We need chaos, the unexpected, the uncontrollable. It is only through mutation, disorder, messiness that we grow as humans and become more god like.

Technology will eventually completely rob our souls from us, dehumanizing others to the point where a point and click will terminate a relationship.. A point and a click may eventually signify the end of a life. We are already heading in that direction. Think smart bombs, cruise missles.

I read today of a 18 foot wide vending machine that basically replaces a convenience store. It is being field tested here in the US. The Roboshop is already popular in Japan, where space is at a premium and wages are high for unskilled labor.

Imagine a world with no convenience stores or more importantly no convenience store clerks, waiters, service folks. There would be no friendly hellos, no eye contact, no have a nice day. We will all live our lives inside the bubble of our needs that are instantaneously satisfied, gratified, and quelled. We will download our music, order groceries on the web, pick up milk and eggs from a vending machine, self check out at K-mart. We won't go outside to check the weather or look at the sky. We will watch CNN to tell us what to think. We will bio-engineer our children, take more pills to delay aging, and seize more and more control. Like a hungry dictator we will pacify the masses. Give them what is good for for them. Control is everything.

We have fewer children later in life. We control reproduction. It's messy business. The time isn't right. Well guess what? The time is never right for messiness. Messiness is something we would never choose for ourselves. We never choose disorder. It serendipitously finds us. It must. We need it. It is the guide that we need it to be. Want has nothing to do with anything. What we think we want trips us up, lets us down, and never ever meets our expectations.

+--

# Set exercise 1
Answer these questions using the text above:
(a) What may a point and a click eventually signify?
(b) In which country is the Roboshop already popular?
(c) Which channel does the text say we will watch to tell us what to think?

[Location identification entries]
+--

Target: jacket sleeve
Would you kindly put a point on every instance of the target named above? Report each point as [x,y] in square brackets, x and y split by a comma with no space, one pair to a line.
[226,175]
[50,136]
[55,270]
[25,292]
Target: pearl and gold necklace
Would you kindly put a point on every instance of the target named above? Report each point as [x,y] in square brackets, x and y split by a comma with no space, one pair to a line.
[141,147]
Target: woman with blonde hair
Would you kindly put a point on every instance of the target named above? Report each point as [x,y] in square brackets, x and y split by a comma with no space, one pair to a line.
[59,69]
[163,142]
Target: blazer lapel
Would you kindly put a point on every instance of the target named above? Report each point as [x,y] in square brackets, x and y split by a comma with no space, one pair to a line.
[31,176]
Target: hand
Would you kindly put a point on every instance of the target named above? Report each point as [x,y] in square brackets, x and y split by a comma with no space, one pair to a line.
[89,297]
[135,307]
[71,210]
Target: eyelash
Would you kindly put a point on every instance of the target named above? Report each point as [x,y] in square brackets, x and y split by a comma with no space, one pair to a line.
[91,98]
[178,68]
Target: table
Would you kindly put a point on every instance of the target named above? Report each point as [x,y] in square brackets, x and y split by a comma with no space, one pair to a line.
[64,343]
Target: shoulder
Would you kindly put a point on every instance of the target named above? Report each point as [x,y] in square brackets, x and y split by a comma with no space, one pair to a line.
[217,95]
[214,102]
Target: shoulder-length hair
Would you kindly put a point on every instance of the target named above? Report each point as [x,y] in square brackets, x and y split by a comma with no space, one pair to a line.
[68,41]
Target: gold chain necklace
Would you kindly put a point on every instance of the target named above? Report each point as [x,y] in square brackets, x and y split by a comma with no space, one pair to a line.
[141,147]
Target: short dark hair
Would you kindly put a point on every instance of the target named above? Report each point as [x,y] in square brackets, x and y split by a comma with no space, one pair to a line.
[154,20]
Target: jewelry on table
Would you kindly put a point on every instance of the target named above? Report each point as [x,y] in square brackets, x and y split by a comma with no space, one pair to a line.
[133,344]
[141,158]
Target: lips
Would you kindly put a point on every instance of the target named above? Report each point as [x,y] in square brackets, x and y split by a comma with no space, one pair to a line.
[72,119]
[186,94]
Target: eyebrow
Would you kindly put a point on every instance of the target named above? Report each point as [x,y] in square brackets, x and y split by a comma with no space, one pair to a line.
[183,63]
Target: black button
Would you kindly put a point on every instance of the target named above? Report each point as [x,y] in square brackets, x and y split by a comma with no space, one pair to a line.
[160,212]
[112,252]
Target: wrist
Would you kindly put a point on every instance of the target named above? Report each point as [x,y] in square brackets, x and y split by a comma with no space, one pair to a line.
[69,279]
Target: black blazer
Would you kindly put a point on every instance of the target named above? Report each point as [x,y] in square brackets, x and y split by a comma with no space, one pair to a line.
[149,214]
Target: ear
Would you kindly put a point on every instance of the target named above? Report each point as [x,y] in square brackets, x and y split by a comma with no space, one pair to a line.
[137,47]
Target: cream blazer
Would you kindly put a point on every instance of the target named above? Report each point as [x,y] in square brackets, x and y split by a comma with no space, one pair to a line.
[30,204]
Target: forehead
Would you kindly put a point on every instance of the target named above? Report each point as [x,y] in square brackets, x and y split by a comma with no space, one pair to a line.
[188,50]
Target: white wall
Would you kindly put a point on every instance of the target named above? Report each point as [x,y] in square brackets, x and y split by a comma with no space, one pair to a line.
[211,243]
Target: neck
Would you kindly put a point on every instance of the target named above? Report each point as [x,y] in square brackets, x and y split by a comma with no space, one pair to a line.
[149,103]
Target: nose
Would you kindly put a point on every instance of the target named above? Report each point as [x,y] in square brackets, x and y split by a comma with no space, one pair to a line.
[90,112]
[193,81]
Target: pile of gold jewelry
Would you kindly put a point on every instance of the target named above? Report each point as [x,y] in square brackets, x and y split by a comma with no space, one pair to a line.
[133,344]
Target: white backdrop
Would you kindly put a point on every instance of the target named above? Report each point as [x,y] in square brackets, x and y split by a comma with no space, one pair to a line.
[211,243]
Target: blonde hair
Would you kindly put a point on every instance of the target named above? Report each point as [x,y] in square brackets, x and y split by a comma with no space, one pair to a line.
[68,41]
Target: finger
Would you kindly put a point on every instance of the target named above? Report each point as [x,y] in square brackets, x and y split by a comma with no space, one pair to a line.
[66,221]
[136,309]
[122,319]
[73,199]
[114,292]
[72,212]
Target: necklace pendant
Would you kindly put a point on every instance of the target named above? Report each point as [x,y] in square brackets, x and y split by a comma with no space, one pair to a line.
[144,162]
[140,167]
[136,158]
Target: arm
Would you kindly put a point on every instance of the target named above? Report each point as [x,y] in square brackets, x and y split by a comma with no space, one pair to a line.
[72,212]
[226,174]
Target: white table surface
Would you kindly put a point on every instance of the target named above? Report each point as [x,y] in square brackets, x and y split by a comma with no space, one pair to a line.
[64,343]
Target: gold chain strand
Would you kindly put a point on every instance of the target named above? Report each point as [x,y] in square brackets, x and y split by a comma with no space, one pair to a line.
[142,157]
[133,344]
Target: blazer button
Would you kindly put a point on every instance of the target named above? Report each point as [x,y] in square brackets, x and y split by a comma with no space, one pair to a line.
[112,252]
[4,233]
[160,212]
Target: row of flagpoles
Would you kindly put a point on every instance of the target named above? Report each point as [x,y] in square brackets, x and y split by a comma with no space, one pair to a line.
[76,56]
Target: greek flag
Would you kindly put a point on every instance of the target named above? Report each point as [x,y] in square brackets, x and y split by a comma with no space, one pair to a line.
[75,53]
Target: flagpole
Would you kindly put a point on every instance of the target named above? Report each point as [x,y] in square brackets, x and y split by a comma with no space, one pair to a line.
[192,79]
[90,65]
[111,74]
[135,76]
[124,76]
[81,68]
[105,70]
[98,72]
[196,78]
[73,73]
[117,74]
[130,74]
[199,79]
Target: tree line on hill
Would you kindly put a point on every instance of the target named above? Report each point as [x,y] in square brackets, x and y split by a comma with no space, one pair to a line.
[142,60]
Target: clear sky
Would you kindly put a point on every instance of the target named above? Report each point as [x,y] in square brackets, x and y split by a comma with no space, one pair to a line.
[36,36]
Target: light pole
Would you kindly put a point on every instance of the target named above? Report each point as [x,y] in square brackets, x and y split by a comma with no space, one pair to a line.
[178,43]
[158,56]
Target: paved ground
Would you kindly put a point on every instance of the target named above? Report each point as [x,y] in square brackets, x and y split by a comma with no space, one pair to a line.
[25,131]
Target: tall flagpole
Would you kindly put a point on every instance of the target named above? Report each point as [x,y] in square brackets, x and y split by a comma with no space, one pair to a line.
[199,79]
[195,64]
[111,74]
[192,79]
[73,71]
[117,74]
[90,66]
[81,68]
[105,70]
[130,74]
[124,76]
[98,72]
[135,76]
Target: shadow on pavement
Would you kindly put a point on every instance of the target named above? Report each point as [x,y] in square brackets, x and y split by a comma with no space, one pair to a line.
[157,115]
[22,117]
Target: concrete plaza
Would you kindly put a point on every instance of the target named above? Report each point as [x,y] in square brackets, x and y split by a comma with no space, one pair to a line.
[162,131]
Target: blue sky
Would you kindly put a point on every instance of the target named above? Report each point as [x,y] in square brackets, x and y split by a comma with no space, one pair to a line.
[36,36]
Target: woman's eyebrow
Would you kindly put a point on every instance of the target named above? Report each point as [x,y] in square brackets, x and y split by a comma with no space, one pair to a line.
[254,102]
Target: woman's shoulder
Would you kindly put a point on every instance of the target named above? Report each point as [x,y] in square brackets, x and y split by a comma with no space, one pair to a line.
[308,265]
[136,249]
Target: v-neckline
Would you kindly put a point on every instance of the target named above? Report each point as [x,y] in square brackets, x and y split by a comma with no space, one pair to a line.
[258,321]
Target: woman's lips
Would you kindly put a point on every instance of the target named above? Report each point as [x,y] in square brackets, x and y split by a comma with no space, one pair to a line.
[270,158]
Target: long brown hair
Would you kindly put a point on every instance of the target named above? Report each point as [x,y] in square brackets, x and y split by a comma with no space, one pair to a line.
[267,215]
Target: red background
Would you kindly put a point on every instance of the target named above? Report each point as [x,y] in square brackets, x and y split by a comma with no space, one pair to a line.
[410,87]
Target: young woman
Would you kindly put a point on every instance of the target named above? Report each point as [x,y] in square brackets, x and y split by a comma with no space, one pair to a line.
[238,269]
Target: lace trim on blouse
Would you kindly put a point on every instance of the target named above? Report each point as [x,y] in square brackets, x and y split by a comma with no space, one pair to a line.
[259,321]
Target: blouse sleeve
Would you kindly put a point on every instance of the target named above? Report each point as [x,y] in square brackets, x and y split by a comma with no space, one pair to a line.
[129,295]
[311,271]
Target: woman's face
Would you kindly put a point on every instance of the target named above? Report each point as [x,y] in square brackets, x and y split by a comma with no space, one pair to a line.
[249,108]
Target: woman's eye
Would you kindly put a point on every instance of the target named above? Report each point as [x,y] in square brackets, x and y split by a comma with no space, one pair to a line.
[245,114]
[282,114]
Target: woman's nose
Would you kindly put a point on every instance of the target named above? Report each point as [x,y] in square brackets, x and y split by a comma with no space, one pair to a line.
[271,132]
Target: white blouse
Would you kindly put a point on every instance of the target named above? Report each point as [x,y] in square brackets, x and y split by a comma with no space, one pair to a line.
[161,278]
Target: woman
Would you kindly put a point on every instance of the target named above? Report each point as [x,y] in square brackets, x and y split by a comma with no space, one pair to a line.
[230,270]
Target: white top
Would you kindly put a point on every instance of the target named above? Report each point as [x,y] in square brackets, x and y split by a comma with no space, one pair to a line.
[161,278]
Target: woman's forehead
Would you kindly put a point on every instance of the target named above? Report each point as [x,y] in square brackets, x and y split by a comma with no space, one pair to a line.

+--

# Set exercise 2
Find every line in the entries that contains the word "white", and copy each of those lines. Case counts.

# Task answer 1
(a) The end of a life.
(b) Japan.
(c) CNN.

# Task answer 2
Target: white wall
Target: white backdrop
Target: white table surface
Target: white blouse
Target: white top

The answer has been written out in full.